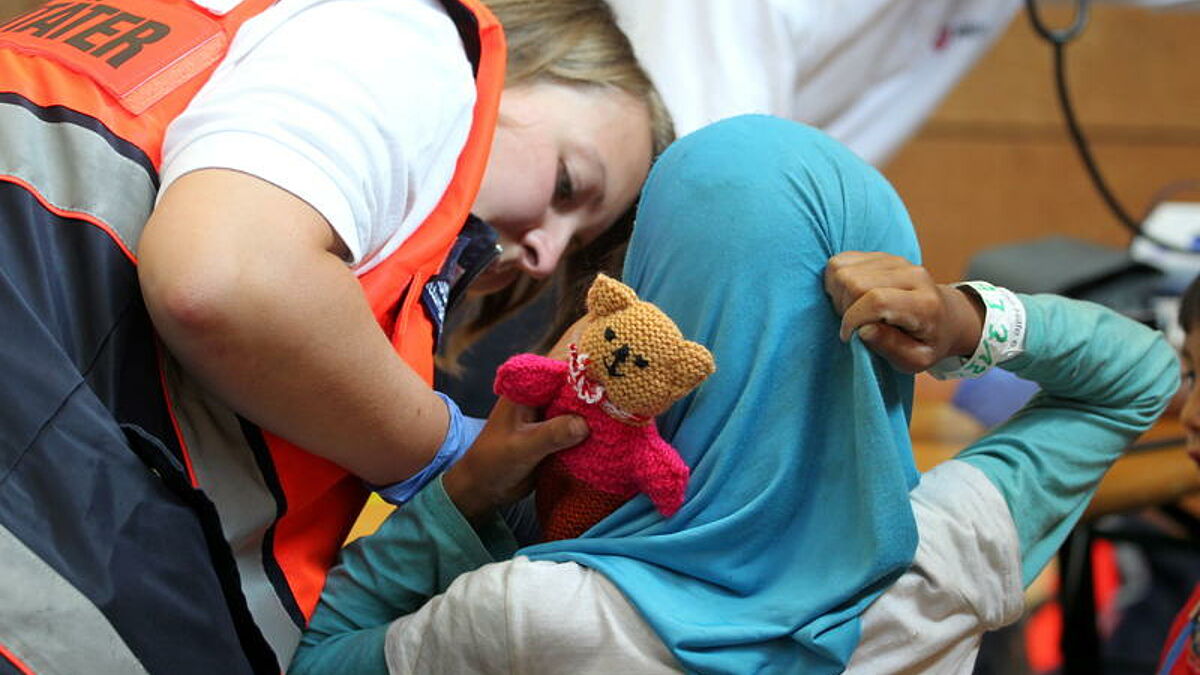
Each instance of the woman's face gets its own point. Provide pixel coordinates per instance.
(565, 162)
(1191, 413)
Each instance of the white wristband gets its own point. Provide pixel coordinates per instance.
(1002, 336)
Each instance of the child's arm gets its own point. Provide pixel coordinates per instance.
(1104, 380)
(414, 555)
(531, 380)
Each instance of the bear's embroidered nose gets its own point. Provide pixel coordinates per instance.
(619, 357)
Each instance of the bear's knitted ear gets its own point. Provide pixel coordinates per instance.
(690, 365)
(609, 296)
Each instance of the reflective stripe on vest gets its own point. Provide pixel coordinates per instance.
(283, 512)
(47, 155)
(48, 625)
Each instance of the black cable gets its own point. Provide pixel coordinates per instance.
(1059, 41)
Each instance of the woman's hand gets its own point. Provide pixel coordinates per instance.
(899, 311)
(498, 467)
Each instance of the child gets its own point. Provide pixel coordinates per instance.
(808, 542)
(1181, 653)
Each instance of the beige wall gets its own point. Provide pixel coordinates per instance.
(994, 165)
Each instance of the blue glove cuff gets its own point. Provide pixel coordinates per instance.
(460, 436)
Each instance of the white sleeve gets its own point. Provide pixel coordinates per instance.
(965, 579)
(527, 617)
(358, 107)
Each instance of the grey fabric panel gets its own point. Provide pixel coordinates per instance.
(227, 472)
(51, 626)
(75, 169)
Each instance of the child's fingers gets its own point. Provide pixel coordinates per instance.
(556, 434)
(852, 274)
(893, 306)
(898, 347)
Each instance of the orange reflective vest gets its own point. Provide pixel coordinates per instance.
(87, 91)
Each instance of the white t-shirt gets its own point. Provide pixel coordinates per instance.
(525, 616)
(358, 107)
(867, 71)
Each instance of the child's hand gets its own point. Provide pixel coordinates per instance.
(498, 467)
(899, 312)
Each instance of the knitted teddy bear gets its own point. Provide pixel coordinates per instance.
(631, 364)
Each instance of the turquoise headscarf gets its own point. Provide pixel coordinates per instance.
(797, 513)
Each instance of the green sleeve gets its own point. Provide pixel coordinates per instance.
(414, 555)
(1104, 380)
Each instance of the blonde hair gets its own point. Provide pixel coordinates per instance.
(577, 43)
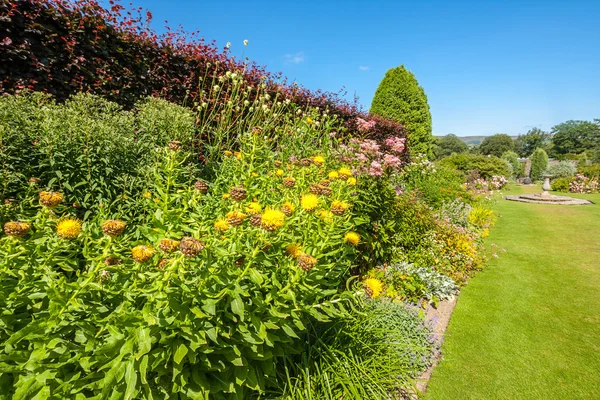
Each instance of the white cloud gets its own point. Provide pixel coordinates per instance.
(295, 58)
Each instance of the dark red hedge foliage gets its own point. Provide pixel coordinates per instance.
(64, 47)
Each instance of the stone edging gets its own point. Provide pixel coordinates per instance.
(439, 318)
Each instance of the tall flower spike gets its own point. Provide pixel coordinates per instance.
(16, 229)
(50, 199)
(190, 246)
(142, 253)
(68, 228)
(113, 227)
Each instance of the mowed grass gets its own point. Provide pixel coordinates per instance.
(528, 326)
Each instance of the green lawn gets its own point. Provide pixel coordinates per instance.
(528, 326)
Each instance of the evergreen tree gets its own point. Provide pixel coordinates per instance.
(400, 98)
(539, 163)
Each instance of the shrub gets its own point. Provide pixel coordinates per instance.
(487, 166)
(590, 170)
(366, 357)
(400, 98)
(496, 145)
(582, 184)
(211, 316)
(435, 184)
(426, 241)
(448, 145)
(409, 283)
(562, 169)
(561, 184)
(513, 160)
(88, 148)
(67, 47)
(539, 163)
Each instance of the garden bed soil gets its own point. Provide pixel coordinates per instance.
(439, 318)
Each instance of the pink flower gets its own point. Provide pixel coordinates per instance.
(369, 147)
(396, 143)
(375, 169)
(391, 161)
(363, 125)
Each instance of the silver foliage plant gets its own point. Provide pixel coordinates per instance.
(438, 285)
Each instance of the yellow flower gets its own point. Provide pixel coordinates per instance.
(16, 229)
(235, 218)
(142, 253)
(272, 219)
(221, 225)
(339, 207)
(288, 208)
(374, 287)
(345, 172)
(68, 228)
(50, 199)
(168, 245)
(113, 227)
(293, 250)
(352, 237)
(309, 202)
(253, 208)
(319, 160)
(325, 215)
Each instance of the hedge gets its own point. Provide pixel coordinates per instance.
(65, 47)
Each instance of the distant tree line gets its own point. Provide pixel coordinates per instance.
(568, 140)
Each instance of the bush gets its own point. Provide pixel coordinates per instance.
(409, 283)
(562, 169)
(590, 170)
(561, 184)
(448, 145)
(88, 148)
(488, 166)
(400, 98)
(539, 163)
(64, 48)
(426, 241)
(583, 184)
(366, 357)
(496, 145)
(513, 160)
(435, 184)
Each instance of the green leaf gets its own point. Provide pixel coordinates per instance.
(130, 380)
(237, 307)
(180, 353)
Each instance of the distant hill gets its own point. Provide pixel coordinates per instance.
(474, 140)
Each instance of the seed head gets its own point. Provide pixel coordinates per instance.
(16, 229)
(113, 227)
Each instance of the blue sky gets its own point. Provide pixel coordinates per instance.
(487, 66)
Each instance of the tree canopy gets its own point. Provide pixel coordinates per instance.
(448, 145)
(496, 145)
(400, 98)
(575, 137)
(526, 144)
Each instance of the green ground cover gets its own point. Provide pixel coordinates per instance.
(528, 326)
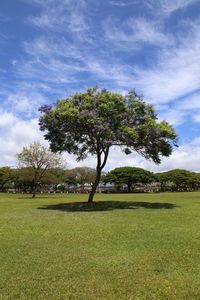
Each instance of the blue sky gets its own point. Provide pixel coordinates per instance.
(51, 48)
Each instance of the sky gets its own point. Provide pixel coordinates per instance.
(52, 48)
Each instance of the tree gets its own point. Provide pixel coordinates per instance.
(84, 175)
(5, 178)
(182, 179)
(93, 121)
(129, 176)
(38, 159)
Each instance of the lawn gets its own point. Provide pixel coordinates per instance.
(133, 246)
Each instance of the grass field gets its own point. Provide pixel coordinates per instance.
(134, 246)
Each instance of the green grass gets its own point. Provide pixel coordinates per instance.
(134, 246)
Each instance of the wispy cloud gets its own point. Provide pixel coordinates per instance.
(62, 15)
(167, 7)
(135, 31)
* * *
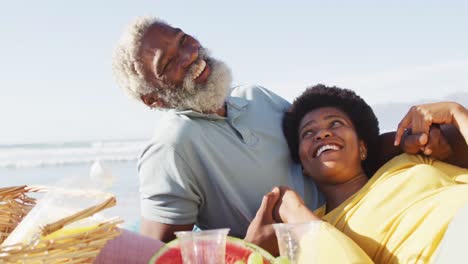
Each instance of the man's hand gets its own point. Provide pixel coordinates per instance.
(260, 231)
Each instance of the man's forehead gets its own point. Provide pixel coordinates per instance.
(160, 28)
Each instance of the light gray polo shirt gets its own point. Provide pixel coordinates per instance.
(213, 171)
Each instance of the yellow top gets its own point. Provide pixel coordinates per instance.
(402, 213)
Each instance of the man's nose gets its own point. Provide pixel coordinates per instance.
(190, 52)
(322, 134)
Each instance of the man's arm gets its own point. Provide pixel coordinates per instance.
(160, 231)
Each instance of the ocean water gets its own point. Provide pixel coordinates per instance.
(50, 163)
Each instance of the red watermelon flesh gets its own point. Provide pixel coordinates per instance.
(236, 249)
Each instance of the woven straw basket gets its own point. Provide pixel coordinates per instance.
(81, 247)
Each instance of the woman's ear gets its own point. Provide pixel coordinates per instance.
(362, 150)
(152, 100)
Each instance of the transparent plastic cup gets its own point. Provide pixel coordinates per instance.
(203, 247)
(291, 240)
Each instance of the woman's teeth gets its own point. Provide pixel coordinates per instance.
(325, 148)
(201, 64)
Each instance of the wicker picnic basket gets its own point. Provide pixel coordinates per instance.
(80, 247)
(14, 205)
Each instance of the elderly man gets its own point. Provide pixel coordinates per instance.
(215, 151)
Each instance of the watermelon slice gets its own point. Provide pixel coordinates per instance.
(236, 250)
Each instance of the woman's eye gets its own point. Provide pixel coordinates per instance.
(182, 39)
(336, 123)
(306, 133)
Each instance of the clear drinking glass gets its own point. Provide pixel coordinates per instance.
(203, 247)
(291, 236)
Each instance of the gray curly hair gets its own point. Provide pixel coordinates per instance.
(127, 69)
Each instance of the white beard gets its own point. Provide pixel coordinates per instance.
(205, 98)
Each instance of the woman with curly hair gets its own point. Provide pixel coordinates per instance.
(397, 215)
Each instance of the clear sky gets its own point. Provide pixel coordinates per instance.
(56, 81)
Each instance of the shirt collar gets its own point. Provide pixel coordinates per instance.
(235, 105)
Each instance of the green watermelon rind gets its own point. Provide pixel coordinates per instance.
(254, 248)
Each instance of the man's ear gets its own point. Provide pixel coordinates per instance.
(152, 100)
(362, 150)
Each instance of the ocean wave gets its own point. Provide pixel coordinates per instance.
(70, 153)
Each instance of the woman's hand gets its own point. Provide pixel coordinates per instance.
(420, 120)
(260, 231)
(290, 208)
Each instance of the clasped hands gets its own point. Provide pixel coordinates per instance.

# Action item
Of the lines above, extract only those from the line with "Each instance of the shirt" to the line with "Each instance of the clasped", both included, exactly as written.

# Response box
Each instance of the shirt collar gets its own point. Provide pixel coordinates per instance.
(235, 105)
Each instance of the green watermelon rind gets its own point. Provide pixel coordinates per instance.
(254, 248)
Each instance of the man's ear gets its own point. Provide pixel coordinates per instance.
(152, 100)
(362, 150)
Each instance of the ocean wave gets its own point. Provide pixel coordinates per instance.
(70, 153)
Each instance of the woman's hand gets its own point. Provide pixel coordinates per instance.
(420, 120)
(260, 231)
(290, 208)
Each instance of the clasped hands gets its own point. Provide pixel coordinates per instance.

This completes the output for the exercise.